- WHAT THE EXERCISE ASKS: In your copy of the data below, reproduce every entry exactly and omit the pictures.

::: RECORDS SHOWN

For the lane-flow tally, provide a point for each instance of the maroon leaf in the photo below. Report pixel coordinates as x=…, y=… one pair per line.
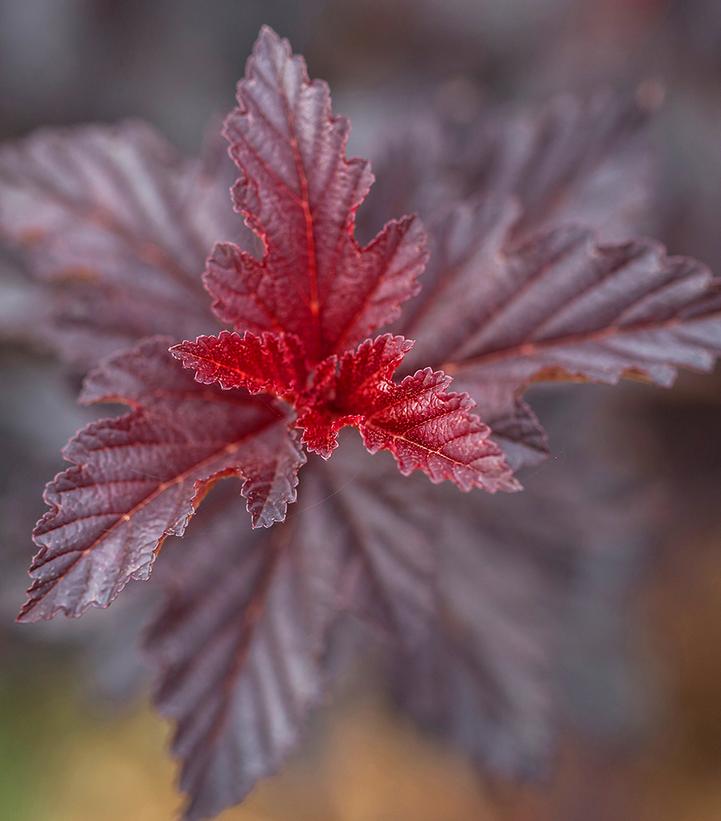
x=570, y=308
x=241, y=644
x=299, y=193
x=139, y=478
x=243, y=640
x=581, y=160
x=117, y=225
x=561, y=306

::::::

- ANSWER BOX:
For the lane-flow tally, provide a point for each instance of the maroon leaf in the photo below. Report pixel coordinates as x=…, y=… one pair per line.
x=570, y=308
x=241, y=644
x=299, y=193
x=139, y=478
x=243, y=640
x=581, y=160
x=117, y=225
x=561, y=306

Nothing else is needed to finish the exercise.